- **List of tasks**:
a. List every commenter username that appears in the forum thread excerpt.
b. Reproduce the forum thread excerpt word for word, starting with "Do you mean" and going on through "is unfortunately true.".

[[ Page excerpt open ]]

Depends what your definition of “to go” means. Responsibilities swallowed by peers? Sure, and new job titles might pop up like Research & Development Engineer or something.
The discipline of creating automated systems to extract insights from data to create business value? I can’t really see that going anywhere. I mean, why tf would we be building so many data centers if there’s no value in the data they’re storing.
iugtmkbdfil834 25 days ago
<< It’s got to be one of the first to go in AI age especially since the market is so saturated with mediocre talents.
This is interesting. I wanted to dig into it a little since I am not sure I am following the logic of that statement.
Do you mean that AI would take over the field, because by default most people there are already not producing anything that a simple 'talk to data' LLM won't deliver?
- mynameisash 24 days ago
  
  Not GP, but as a data engineer who has worked with data scientists for 20 years, I think the assessment is unfortunately true.
  I used to work on teams where DS would put a ton of time into building quality models, gating production with defensible metrics. Now, my DS counterparts are writing prompts and calling it a day. I'm not at all convinced that the results are better, but I guess if you don't spend time (=money) on the work, it's hard to argue with the ROI?
  
  3 replies →

mritchie712 25 days ago

also migrated, but to duckdb.

[[ Page excerpt closed ]]
[[ Given information open ]]

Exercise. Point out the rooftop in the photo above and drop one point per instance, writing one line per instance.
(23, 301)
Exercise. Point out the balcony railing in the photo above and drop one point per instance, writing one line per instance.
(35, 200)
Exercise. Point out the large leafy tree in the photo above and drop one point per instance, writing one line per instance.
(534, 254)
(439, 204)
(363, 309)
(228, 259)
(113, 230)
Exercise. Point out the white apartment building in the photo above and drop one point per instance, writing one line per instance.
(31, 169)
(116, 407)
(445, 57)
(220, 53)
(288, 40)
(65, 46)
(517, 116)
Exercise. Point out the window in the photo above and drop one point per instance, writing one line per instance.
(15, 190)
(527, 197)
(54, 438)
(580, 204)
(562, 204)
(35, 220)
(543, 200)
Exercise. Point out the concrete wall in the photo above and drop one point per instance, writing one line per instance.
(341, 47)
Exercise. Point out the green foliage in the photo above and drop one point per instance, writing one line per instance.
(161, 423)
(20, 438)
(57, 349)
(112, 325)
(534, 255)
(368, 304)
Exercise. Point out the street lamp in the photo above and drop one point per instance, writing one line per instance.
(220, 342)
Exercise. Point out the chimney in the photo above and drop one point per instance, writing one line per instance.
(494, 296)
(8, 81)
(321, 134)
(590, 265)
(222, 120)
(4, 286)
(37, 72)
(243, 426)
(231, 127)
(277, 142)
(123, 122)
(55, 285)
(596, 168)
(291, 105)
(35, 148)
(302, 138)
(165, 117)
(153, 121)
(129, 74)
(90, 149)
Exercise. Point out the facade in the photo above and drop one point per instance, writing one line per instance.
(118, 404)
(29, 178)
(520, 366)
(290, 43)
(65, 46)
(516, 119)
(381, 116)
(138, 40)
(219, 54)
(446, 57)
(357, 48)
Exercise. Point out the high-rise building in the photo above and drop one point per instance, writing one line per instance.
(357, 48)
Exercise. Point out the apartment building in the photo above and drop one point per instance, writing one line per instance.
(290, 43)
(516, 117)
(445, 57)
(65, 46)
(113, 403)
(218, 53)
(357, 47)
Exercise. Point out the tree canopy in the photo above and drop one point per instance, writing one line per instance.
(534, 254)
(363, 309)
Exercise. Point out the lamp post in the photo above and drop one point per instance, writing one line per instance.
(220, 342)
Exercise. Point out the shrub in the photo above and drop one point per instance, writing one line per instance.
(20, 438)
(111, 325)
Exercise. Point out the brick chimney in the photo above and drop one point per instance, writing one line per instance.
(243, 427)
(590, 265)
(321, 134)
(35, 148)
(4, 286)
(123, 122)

[[ Given information closed ]]

- **Answers by task**:
a.
iugtmkbdfil834
mynameisash
mritchie712

b.
Do you mean that AI would take over the field, because by default most people there are already not producing anything that a simple 'talk to data' LLM won't deliver?
- mynameisash 24 days ago
  
  Not GP, but as a data engineer who has worked with data scientists for 20 years, I think the assessment is unfortunately true.